§ EXERCISE TASK
Gather every line in the data below that contains the word "outfit", and copy each of those lines in full.
╔══
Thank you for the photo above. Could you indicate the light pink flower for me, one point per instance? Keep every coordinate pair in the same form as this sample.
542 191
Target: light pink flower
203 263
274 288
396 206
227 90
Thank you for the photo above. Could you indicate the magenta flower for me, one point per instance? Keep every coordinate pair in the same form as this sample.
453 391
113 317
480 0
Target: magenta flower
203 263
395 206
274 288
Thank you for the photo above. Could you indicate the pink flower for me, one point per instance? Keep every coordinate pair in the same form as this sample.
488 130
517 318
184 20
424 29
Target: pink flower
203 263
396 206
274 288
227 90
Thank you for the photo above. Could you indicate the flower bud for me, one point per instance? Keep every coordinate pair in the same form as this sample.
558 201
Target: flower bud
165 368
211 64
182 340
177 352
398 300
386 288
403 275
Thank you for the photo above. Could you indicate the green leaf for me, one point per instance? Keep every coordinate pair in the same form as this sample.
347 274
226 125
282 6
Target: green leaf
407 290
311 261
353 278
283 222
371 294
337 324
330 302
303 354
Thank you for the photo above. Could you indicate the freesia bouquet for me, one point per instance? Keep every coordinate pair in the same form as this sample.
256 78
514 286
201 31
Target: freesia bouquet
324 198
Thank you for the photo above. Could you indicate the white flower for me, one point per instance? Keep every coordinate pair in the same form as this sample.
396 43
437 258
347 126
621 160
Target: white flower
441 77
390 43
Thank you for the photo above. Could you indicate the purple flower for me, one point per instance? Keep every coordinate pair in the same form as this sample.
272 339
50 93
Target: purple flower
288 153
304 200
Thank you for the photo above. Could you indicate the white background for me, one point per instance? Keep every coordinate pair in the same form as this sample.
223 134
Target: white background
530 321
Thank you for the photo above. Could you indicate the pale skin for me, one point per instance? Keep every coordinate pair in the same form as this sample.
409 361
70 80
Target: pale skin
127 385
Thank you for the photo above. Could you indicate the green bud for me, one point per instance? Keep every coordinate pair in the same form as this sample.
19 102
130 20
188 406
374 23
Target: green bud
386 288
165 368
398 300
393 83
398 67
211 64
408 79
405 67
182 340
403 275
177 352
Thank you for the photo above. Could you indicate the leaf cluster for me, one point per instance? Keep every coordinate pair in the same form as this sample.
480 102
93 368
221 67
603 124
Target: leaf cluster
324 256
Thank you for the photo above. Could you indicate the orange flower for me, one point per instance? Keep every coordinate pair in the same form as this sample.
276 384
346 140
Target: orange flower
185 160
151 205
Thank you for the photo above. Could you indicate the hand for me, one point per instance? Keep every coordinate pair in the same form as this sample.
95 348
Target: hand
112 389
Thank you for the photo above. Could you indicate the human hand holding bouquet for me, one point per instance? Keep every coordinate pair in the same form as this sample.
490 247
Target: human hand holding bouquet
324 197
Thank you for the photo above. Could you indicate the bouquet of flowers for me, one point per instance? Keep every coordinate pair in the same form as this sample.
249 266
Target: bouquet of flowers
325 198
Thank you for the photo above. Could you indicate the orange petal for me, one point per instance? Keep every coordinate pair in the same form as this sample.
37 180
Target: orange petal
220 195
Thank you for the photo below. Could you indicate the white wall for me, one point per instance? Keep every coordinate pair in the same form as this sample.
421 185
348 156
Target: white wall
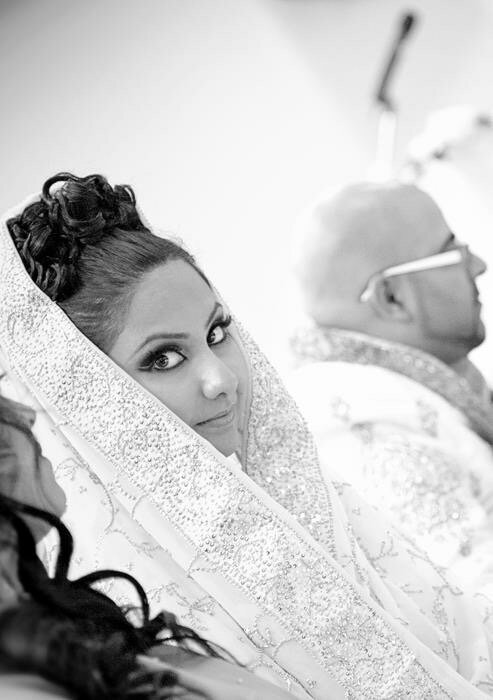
225 115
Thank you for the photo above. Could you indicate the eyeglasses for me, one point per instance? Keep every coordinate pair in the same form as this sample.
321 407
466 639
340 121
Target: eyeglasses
447 258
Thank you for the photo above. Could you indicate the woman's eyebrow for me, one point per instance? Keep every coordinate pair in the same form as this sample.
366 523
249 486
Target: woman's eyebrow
176 336
161 336
217 306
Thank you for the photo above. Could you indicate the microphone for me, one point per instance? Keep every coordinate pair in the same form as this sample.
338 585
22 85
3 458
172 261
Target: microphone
407 23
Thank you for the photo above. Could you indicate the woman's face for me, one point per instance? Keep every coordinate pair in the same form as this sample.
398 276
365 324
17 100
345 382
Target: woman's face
28 474
177 344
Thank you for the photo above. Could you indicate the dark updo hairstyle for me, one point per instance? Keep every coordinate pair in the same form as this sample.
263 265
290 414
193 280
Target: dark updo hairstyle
84 244
69 632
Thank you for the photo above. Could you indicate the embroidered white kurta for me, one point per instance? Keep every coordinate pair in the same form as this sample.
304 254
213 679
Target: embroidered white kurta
411 436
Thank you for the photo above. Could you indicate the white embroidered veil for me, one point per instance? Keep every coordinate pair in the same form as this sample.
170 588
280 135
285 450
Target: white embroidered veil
260 561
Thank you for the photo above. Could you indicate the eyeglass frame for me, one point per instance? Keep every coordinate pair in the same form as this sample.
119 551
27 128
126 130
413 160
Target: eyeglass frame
446 258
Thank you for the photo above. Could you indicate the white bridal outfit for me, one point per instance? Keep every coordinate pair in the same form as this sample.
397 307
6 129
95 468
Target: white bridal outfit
260 558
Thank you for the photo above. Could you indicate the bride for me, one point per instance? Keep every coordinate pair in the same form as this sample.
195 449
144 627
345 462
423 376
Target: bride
185 460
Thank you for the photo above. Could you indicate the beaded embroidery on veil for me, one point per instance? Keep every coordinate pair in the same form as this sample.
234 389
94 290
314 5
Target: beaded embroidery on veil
206 540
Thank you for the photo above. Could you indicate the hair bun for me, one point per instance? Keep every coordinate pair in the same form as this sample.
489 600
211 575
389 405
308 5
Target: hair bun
51 233
86 208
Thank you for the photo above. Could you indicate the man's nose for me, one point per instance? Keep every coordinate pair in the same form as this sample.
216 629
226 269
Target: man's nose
477 265
217 378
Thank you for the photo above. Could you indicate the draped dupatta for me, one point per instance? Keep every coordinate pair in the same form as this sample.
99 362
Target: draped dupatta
257 558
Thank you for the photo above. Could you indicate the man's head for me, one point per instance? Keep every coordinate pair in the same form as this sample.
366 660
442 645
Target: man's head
345 241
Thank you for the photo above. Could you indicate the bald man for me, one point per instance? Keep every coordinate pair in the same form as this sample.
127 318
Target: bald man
384 378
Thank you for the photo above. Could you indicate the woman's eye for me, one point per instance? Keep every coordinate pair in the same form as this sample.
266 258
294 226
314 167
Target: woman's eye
217 334
167 360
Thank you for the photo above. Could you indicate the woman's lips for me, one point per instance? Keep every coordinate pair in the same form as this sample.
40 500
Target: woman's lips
220 420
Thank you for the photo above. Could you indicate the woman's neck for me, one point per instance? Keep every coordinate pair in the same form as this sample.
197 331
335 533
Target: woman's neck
10 586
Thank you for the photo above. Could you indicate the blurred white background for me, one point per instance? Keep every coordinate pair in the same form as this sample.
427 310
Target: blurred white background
228 116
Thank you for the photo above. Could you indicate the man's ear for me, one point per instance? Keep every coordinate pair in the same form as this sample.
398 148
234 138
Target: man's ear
388 300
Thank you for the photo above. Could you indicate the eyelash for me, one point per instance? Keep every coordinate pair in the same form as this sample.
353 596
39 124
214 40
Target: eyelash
154 355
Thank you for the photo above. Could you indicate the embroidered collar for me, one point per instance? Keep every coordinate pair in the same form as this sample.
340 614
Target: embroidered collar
313 343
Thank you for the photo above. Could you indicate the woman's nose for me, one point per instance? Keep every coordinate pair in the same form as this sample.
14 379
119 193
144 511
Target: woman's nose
218 379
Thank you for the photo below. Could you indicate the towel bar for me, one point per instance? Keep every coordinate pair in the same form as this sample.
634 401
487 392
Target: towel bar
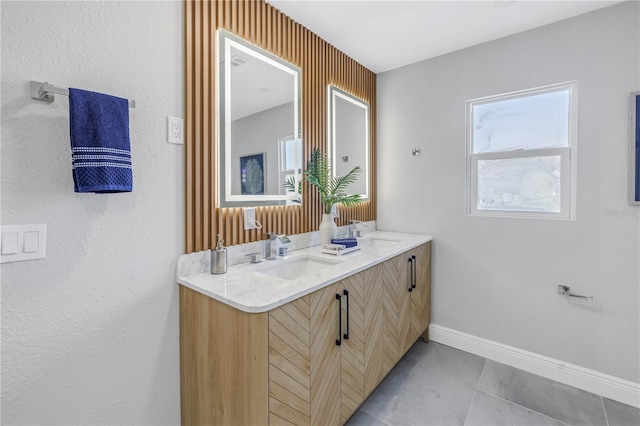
╚══
§ FINISHED EXERCISE
Thank you for the photo above. Could you indicate the white bridal outfit for me, one point per instance? Keep every coordinate pair in the same form as this sample.
Target: white bridal outfit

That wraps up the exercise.